Task description »
Every record should be written out again in full, with no character altered.
▬▬▬▬▬▬▬▬▬▬
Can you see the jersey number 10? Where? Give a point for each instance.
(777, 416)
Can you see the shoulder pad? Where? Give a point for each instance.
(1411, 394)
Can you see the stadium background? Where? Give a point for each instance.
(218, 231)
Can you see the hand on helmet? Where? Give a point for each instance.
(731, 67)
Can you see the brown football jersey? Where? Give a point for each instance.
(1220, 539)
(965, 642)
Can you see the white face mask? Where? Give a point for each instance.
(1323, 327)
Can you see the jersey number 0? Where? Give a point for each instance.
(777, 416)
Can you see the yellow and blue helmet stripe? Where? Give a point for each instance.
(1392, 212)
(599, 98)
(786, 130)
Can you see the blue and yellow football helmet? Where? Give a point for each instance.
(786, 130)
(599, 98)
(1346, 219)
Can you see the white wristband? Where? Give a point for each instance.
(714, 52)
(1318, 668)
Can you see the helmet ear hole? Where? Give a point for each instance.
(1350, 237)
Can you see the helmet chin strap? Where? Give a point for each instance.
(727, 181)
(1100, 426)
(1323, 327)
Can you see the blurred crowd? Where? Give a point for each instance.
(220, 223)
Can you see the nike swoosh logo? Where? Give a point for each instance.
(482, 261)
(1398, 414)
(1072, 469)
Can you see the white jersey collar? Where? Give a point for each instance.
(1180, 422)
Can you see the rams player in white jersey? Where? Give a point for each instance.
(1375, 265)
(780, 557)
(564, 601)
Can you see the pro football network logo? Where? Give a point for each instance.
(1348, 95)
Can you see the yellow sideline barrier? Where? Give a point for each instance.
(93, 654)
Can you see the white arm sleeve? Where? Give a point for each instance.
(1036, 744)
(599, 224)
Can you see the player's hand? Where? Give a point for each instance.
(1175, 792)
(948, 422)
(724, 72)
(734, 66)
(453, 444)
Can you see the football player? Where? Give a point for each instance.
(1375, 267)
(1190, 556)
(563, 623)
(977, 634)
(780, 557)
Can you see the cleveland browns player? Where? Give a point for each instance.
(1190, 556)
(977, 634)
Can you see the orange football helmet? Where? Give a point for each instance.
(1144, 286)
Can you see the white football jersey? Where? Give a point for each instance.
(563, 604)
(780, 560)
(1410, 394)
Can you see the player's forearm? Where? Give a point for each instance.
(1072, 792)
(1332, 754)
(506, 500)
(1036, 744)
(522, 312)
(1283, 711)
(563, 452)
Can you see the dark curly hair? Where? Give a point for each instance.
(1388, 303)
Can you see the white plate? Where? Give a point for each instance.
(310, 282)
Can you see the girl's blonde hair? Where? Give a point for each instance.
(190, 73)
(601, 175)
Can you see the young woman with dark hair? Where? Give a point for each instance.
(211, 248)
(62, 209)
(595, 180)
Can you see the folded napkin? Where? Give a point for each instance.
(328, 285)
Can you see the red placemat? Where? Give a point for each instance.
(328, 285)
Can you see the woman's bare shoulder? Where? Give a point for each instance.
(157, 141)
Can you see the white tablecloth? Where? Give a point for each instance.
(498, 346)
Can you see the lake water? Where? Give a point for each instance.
▬▬▬▬▬▬▬▬▬▬
Answer box »
Can you see the jersey number 10? Where? Give a point for each instance.
(777, 416)
Can you see the shoulder pad? Where? Give a point for each instance.
(1411, 394)
Can you see the stadium background? Where? Give a point for each instance.
(218, 231)
Can you see the hand on helmet? Where? Give a point for each instance.
(731, 67)
Can you see the brown football jersey? Where? Give a point for each instance.
(1220, 539)
(965, 642)
Can you see the white face mask? Where? Give a point for each instance.
(1323, 327)
Can you see the jersey number 0? Where? Give a point for each instance.
(777, 416)
Can you see the yellow and blue helmet stripe? Where? Give a point for each instance.
(1392, 212)
(599, 98)
(786, 130)
Can you see the blue and yellow football helmet? Where? Give a point for each instance.
(786, 130)
(599, 98)
(1346, 219)
Can you see the white wristband? Where? Give a point for each instance.
(714, 52)
(1318, 668)
Can you see the helmet ear hole? Where? Give a point for each instance.
(1350, 237)
Can you see the helmet chin strap? Where? Give a point for each instance.
(727, 181)
(1100, 426)
(1323, 327)
Can you see the blurred crowd? Where? Give a point for each instance.
(220, 223)
Can you see the nike swoosh logo? Where? Give a point for each instance.
(482, 261)
(1398, 414)
(1072, 469)
Can you see the white jersey collar? Where? Give a point for each instance.
(1180, 422)
Can you see the rams player in white jersey? Where? Give a point for each instance.
(1375, 265)
(780, 557)
(564, 601)
Can you see the pro football network logo? Where? Give a point for each instance.
(1348, 95)
Can you see the yellow sideline barrier? Where? Give a point for each instance.
(93, 654)
Can you see the white arm sleeve? Where? Give a point for each instance.
(1036, 744)
(599, 224)
Can you see the player's hand? Where? Give a point for each instance.
(1175, 792)
(948, 422)
(724, 72)
(734, 66)
(453, 444)
Can you see the football player? Where? Give a point for each instance.
(1375, 267)
(1190, 556)
(563, 623)
(977, 634)
(780, 557)
Can you see the cleveland browns player? Where? Give a point for each instance.
(1190, 556)
(977, 634)
Can you see the orange football helmet? Where? Give a point for each instance.
(1144, 286)
Can you see the white football jersey? Where? Give a point for each instance.
(563, 604)
(780, 560)
(1410, 394)
Can you see the player's forearm? Where? Give a point for each instance.
(1072, 792)
(1332, 754)
(506, 500)
(1036, 744)
(522, 312)
(1283, 711)
(563, 452)
Can you see the dark curly hair? Where? Give a point for each instance.
(1388, 303)
Can you see the white plate? Where? Give a point for each instance.
(310, 282)
Can you see the girl's blonde hair? Where? Give a point for each instance.
(190, 73)
(601, 175)
Can you see the young woman with dark hair? Where? Give a point for each instance.
(211, 248)
(62, 209)
(595, 180)
Can you see the folded napkin? Where? Give a point for each instance.
(328, 285)
Can you see the red placemat? Where? Give a point for each instance.
(328, 285)
Can you see the woman's bare shoulder? Where? Give a point for each instance.
(157, 141)
Can you see the white tablecloth? Where? Give a point for each instance.
(498, 346)
Can you see the lake water? Where? Give a point for each instance.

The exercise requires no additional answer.